**EXTRAIT À LIRE**
• • • • • • •

Georges Hyvernaud est le troisième en partant de la droite
Georges Hivernaud fait partie de cette race d’écrivains de l’entre-deux. À l’écart de la vie littéraire bourgeoise et encadrée par un système plus ou moins élastique, il s’est penché sur les petites choses de la vie, en commençant par les siennes. Extrêmement marqué par la Seconde Guerre mondiale, il a été prisonnier pendant de longs mois, et même par la Première qu’il a connu adolescent, avec une partie de sa famille victime de cette boucherie. Il venait d’un milieu pauvre, paysan et ouvrier, de la Charente, et je dirais que ça se voit dans la manière non académique d’écrire. Il avait fait pourtant des bonnes études et pour gagner sa vie il exercera comme instituteur puis comme formateur de ces mêmes instituteurs. Il exerçait un des rares métiers intellectuels admirés par Jean Giono parce qu’il ouvrait les esprits en apprenant à lire sans pour autant les endoctriner comme peut le faire l’enseignement secondaire ou même supérieur. De son vivant il a eu peu de succès, mais ceux qui le lisaient ne l’ont pas oublié. Il est de ces écrivains qui sont réédités constamment, même si c’est à travers de petits tirages chaque fois. Cela permet qu’on le redécouvre à chaque saison, comme beaucoup d’écrivains qui sont restés en marge du cirque médiatique. Il a assez peu publié. Il y a cependant deux romans qui forment comme une suite. C’est Raymond Guérin qui, ayant lu un extrait de La peau et les os dans Les temps modernes, le fit publier.
La peau sur les os fut publié en 1949 aux Éditions du
Scorpion, maison qui fut coulée justement par la censure pour avoir publié
entre autres Boris Vian sous le nom de Vernon Sullivan. C’est le livre de
l’humiliation, une humiliation sans fin qui colle à la peau comme la merde des
chiottes de fortunes dans l’oflag où se trouvait prisonnier Georges Hyvernaud.
C’est le fin fonds de la misère humaine, ce n’est pas seulement celle que
fabrique les geôliers et les bourreaux, mais aussi celle que fabrique l’amalgame
des prisonniers qui se laissent aller à la bassesse. Un tel vole un morceau de
pain, un autre ne se lave plus et croupit dans sa crasse. Mais pourtant ces
mêmes crasseux et voleurs joueront plus tard de leur dignité retrouvée pour
faire de grands discours sur le fait que dans leur situation de prisonniers,
ils ont su garder leur dignité. Mais les vaincus n’ont pas seulement perdu la
bataille, ils ont été déshabillés au sens propre et au figuré pour les ramener
au niveau de la bête. Le statut de prisonnier en Allemagne est un enfermement
au-delà du simple fait de se retrouver prisonnier. C’est cela qui poursuit le narrateur de La
peau et les os. C’est une transformation radicale au physique – Hyvernaud
nous dit qu’il a perdu quinze kilos – comme au moral, il restera pour toujours
étranger à lui-même, portant un regard désabusé sur les êtres qui l’entourent. La
littérature est pour lui un exercice de vérité, et donc il ne sert à rien de
mettre en scène des personnages qui sentent bons, qui ont de belles et nobles
idées, au contraire, c’est de mauvaises odeurs et de merde dont il doit être
question. Évidemment de tels principes se heurtent à celui d’espérance et
traficote du côté du désespoir.

• • • • • • •

**DONNÉES SOURCES**
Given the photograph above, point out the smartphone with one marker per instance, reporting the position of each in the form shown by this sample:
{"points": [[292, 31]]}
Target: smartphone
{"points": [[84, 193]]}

• • • • • • •

**EXERCICES**
1. D'après l'extrait à lire, combien de kilos l'écrivain dit-il avoir perdus ?
2. Réécrivez le passage de l'extrait à lire qui débute aux mots « La peau sur » et s'achève après « prisonnier Georges Hyvernaud. », en substituant « justice » à « censure ».

**RÉPONSES DÉTAILLÉES**
1. Il dit avoir perdu quinze kilos.

2.
La peau sur les os fut publié en 1949 aux Éditions du
Scorpion, maison qui fut coulée justement par la justice pour avoir publié
entre autres Boris Vian sous le nom de Vernon Sullivan. C’est le livre de
l’humiliation, une humiliation sans fin qui colle à la peau comme la merde des
chiottes de fortunes dans l’oflag où se trouvait prisonnier Georges Hyvernaud.